* [The exercise]
Convert every line of the items below into a Markdown table with a Row column holding a running row number and a Line column holding that line, leaving out any blank lines.

* [Data records]
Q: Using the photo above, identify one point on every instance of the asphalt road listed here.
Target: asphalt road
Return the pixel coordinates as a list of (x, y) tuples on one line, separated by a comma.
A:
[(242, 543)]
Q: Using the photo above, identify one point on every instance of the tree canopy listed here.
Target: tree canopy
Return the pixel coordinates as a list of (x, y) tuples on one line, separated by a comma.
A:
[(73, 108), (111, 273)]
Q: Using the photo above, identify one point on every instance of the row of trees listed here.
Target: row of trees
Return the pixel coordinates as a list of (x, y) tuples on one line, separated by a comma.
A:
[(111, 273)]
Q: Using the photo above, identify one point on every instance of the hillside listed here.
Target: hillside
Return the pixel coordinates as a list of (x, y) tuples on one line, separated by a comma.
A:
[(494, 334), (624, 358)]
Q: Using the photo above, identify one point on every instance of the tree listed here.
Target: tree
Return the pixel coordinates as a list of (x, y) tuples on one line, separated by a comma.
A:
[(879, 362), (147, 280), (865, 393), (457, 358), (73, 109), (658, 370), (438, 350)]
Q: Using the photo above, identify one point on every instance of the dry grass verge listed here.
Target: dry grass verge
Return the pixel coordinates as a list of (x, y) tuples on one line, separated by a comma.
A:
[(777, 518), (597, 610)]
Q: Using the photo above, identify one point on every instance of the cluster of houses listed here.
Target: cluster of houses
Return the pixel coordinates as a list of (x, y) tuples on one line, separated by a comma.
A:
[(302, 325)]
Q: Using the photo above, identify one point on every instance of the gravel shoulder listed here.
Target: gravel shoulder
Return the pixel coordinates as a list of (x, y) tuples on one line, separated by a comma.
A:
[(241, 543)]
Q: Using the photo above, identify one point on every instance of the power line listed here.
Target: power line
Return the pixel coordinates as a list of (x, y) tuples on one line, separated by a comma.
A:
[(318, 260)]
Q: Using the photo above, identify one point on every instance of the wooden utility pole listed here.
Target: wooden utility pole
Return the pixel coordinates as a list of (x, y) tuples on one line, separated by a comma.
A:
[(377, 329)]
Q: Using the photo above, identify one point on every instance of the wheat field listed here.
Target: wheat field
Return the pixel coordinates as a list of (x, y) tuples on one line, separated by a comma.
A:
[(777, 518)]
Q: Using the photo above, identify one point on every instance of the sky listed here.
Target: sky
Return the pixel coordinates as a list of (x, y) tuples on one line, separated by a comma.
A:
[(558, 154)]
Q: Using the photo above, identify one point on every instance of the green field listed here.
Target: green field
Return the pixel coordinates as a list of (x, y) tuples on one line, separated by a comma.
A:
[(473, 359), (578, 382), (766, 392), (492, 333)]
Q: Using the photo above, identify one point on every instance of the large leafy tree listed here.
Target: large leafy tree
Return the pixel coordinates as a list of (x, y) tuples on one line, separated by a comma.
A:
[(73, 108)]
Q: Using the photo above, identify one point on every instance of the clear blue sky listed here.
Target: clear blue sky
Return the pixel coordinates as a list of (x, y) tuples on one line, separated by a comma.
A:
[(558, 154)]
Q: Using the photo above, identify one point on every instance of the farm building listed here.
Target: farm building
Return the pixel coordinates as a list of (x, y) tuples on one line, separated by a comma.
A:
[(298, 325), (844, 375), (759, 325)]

* [Exercise output]
| Row | Line |
|---|---|
| 1 | Q: Using the photo above, identify one point on every instance of the asphalt road listed here. |
| 2 | Target: asphalt road |
| 3 | Return the pixel coordinates as a list of (x, y) tuples on one line, separated by a comma. |
| 4 | A: |
| 5 | [(242, 543)] |
| 6 | Q: Using the photo above, identify one point on every instance of the tree canopy listed here. |
| 7 | Target: tree canopy |
| 8 | Return the pixel coordinates as a list of (x, y) tuples on one line, separated by a comma. |
| 9 | A: |
| 10 | [(73, 108), (111, 273)] |
| 11 | Q: Using the photo above, identify one point on every instance of the row of trees listed here. |
| 12 | Target: row of trees |
| 13 | Return the pixel coordinates as a list of (x, y) tuples on one line, separated by a comma. |
| 14 | A: |
| 15 | [(111, 273)] |
| 16 | Q: Using the photo above, identify one point on every instance of the hillside listed here. |
| 17 | Target: hillside |
| 18 | Return the pixel coordinates as a list of (x, y) tuples on one line, separated by a comma. |
| 19 | A: |
| 20 | [(494, 334), (624, 358)] |
| 21 | Q: Using the photo above, identify one point on every instance of the tree listed here. |
| 22 | Target: tree |
| 23 | Return the pixel coordinates as a list of (x, y) tuples on one line, separated by a comma. |
| 24 | A: |
| 25 | [(879, 362), (147, 280), (865, 393), (457, 358), (73, 109), (658, 370), (438, 350)] |
| 26 | Q: Using the photo above, identify one point on every instance of the dry grass verge listed here. |
| 27 | Target: dry grass verge |
| 28 | Return the pixel coordinates as a list of (x, y) tuples on one line, separated by a comma. |
| 29 | A: |
| 30 | [(777, 518), (597, 610)] |
| 31 | Q: Using the photo above, identify one point on every instance of the cluster of houses listed here. |
| 32 | Target: cluster of houses |
| 33 | Return the pixel coordinates as a list of (x, y) tuples on one line, separated by a comma. |
| 34 | A: |
| 35 | [(302, 325)] |
| 36 | Q: Using the photo above, identify one point on every instance of the gravel shoulder listed here. |
| 37 | Target: gravel shoulder |
| 38 | Return the pixel coordinates as a list of (x, y) tuples on one line, separated by a comma. |
| 39 | A: |
| 40 | [(241, 543)] |
| 41 | Q: Using the photo above, identify one point on every instance of the power line listed here. |
| 42 | Target: power line |
| 43 | Return the pixel coordinates as a list of (x, y) tuples on one line, separated by a comma. |
| 44 | A: |
| 45 | [(318, 260)] |
| 46 | Q: Using the photo above, identify one point on every instance of the wooden utility pole listed here. |
| 47 | Target: wooden utility pole |
| 48 | Return the pixel coordinates as a list of (x, y) tuples on one line, separated by a comma. |
| 49 | A: |
| 50 | [(377, 329)] |
| 51 | Q: Using the photo above, identify one point on every instance of the wheat field listed here. |
| 52 | Target: wheat field |
| 53 | Return the pixel coordinates as a list of (x, y) tuples on one line, separated by a comma. |
| 54 | A: |
| 55 | [(777, 518)] |
| 56 | Q: Using the photo above, identify one point on every instance of the sky listed here. |
| 57 | Target: sky |
| 58 | Return the pixel coordinates as a list of (x, y) tuples on one line, separated by a comma. |
| 59 | A: |
| 60 | [(558, 154)] |
| 61 | Q: Using the photo above, identify one point on every instance of the green field listed here. |
| 62 | Target: green field |
| 63 | Return the pixel coordinates as a list of (x, y) tuples on one line, separated by a comma. |
| 64 | A: |
| 65 | [(473, 359), (578, 382), (766, 392), (492, 333)] |
| 66 | Q: Using the photo above, identify one point on every instance of the large leafy tree listed here. |
| 67 | Target: large leafy tree |
| 68 | Return the pixel coordinates as a list of (x, y) tuples on one line, separated by a comma. |
| 69 | A: |
| 70 | [(73, 108)] |
| 71 | Q: Using the photo above, identify one point on every instance of the clear blue sky listed here. |
| 72 | Target: clear blue sky |
| 73 | Return the pixel coordinates as a list of (x, y) tuples on one line, separated by a comma. |
| 74 | A: |
| 75 | [(558, 154)] |
| 76 | Q: Using the photo above, identify one point on every instance of the farm building listed here. |
| 77 | Target: farm building |
| 78 | Return the pixel coordinates as a list of (x, y) tuples on one line, separated by a comma. |
| 79 | A: |
| 80 | [(298, 325), (844, 375), (759, 325)] |